TASK GOAL -
Rewrite every line from the line with "# locate rooftop: put a pin on each instance." through the end of the records, requests included, and scale each coordinate in the answers by 2.3. Round the results to whole numbers, with halves rounded up.

Dataset rows
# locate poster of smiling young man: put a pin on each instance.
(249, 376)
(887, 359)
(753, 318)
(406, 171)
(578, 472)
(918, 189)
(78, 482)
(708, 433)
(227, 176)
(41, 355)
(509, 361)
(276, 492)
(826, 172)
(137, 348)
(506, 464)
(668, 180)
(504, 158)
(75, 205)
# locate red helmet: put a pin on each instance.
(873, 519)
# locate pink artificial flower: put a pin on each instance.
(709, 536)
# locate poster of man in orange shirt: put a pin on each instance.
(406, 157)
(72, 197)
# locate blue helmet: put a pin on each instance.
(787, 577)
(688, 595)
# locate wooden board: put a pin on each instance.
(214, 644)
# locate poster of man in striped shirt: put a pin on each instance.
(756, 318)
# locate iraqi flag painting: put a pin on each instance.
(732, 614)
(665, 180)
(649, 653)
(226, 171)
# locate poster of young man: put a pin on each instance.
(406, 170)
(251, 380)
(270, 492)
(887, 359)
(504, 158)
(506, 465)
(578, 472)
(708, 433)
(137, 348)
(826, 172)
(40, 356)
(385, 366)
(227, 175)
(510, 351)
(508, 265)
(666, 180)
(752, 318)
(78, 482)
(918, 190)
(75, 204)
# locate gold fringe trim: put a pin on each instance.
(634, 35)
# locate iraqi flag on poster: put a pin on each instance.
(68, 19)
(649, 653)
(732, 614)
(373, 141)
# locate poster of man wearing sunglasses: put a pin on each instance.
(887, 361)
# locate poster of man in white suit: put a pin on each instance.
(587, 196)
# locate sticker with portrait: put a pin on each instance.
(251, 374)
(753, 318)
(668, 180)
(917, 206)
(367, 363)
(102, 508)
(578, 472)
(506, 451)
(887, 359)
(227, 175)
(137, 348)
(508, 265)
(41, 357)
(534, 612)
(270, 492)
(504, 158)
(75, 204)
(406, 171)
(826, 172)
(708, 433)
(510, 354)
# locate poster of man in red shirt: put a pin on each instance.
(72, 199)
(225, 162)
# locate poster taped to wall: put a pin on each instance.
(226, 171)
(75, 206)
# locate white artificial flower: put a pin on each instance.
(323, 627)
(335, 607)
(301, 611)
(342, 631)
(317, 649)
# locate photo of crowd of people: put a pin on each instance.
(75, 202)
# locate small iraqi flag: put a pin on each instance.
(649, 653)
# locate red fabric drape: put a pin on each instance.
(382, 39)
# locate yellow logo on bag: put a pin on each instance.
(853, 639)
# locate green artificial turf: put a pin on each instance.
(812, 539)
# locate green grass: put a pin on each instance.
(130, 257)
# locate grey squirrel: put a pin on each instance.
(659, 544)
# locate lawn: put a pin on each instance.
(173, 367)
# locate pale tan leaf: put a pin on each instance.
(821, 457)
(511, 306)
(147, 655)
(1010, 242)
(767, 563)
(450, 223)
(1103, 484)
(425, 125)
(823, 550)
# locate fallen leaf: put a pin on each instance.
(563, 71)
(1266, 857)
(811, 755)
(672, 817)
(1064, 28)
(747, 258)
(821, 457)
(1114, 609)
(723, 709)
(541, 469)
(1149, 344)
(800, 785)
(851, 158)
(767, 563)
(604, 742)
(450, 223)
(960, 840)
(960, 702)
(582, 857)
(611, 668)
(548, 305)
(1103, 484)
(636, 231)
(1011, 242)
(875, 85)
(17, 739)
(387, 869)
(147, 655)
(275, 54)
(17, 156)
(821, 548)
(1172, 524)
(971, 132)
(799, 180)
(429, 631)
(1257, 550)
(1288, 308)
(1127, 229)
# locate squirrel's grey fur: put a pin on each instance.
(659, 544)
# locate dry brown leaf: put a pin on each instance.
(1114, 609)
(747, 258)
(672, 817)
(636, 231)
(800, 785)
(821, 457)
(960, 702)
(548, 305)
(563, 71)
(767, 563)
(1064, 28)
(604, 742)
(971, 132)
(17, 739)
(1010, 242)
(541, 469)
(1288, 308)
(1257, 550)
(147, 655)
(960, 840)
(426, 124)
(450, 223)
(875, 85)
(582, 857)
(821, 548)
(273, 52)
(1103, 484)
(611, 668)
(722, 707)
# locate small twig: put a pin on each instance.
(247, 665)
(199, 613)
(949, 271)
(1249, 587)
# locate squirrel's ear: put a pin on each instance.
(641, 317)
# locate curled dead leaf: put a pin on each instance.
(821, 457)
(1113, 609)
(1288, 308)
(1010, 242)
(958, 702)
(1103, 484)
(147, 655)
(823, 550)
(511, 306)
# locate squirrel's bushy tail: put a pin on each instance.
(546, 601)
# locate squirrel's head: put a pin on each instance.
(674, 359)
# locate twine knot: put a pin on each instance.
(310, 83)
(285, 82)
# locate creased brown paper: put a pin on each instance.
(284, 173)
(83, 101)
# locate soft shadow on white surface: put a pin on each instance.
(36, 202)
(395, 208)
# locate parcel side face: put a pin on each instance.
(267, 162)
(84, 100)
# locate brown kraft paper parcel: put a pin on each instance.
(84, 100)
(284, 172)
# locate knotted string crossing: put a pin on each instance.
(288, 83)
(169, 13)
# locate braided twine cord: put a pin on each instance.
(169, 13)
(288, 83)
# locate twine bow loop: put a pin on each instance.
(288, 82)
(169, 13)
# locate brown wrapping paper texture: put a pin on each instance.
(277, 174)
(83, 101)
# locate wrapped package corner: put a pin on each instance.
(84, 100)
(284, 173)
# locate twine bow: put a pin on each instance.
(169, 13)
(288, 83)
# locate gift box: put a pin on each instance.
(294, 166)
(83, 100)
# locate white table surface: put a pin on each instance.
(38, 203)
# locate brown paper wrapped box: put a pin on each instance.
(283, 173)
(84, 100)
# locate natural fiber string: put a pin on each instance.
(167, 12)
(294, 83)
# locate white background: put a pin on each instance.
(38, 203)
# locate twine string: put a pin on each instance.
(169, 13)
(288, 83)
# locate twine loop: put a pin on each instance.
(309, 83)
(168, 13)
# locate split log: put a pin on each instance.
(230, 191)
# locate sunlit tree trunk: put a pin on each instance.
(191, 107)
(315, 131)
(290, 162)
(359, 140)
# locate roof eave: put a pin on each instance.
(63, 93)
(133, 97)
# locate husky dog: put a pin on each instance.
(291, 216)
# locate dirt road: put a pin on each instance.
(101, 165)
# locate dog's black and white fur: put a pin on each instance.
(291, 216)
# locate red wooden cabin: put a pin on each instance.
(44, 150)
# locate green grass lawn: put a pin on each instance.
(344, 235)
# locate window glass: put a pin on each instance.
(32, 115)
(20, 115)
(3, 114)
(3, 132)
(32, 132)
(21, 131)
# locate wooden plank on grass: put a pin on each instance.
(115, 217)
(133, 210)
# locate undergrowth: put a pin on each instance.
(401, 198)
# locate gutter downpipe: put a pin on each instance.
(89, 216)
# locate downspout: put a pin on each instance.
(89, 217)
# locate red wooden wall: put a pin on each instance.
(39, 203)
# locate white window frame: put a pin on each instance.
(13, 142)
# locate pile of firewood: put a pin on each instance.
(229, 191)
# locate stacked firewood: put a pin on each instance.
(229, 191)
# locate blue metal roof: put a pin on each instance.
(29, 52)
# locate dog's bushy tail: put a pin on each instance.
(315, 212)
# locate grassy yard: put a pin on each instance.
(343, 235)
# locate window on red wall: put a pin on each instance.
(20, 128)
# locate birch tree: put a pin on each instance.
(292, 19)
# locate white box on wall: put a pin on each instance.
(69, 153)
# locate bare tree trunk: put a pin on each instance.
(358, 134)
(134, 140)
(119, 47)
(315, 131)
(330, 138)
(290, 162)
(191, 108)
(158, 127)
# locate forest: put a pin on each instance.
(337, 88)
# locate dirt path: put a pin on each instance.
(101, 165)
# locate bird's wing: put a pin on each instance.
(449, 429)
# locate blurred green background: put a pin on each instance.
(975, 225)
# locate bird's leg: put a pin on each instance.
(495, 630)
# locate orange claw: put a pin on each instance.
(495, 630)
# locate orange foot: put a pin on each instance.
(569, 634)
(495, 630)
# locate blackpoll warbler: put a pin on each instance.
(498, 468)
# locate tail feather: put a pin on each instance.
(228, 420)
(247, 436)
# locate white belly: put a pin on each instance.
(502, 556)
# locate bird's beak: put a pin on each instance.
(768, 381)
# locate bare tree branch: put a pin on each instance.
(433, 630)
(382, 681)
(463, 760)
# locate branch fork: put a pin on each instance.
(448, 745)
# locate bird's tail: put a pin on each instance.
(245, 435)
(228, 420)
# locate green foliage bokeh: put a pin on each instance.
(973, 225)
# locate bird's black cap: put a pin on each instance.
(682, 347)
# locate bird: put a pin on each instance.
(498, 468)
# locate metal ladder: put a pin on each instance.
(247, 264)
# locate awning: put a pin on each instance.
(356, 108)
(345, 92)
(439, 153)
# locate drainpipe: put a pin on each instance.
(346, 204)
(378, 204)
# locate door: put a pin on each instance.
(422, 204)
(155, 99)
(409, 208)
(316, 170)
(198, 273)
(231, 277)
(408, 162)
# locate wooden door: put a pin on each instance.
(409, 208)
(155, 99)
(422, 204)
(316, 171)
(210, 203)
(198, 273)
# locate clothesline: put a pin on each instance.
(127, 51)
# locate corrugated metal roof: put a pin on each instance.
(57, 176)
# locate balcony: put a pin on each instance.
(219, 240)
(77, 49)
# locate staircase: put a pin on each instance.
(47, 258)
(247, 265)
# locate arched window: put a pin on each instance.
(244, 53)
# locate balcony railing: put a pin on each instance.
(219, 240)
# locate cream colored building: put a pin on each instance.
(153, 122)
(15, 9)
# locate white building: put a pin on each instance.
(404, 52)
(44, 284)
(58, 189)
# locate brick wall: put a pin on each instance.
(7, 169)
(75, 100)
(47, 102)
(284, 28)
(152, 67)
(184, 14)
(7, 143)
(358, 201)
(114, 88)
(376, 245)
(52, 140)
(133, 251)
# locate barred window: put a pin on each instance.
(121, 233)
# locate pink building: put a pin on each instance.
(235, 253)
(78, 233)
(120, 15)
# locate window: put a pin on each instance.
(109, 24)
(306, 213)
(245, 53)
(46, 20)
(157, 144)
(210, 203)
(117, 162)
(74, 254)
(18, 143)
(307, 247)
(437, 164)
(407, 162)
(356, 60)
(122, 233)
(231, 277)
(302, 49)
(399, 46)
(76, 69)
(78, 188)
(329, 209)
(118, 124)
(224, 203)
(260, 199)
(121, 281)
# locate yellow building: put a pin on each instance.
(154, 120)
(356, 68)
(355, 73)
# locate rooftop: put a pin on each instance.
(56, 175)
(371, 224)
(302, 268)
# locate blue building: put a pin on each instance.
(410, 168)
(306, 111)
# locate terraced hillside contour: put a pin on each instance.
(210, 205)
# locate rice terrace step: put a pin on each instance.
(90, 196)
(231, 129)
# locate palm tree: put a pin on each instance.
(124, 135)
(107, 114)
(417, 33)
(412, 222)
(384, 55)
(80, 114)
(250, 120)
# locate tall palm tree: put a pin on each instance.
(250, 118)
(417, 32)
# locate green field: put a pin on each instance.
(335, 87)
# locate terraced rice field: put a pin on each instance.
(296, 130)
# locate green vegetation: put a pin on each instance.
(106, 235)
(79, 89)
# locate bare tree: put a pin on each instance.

RESPONSE -
# locate rooftop: put a pin on each instance.
(129, 403)
(853, 515)
(695, 616)
# locate blue building: put a pin on each instance.
(943, 386)
(704, 255)
# locate terraced hillside contour: put a pin on each instance.
(483, 472)
# locate rice terrace step: put a pin on each instance.
(207, 451)
(531, 297)
# locate palm tree: put a pin on each instance.
(285, 311)
(246, 262)
(959, 76)
(948, 511)
(883, 127)
(184, 262)
(575, 276)
# locate tall palm tree: put a pin on each instance.
(575, 271)
(959, 74)
# locate green field: put a pin on each instance.
(771, 200)
# locate terraced rice field: put a pin on each instance.
(681, 299)
# locate green vegetation: put a pin on each instance.
(244, 541)
(182, 205)
# locate bare tree: put a pin on each instance.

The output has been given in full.